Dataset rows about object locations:
■ ■ ■ ■

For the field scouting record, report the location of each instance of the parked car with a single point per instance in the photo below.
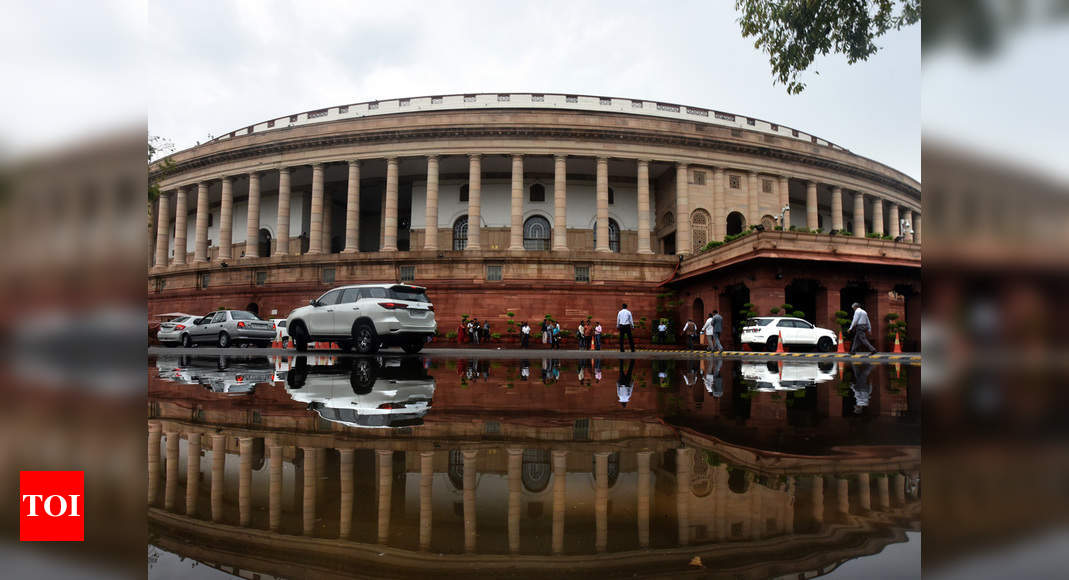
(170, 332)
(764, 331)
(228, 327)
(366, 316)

■ ■ ■ ■

### JOB
Can you write out all the rows again, swapping "parked car" for "stationary vehicle" and keeping everything else the same, but without the pictures?

### THE ANSWER
For the field scouting record, report the location of each instance of the stationary vehicle with a single point per instance in the photo below.
(170, 332)
(764, 331)
(228, 327)
(366, 316)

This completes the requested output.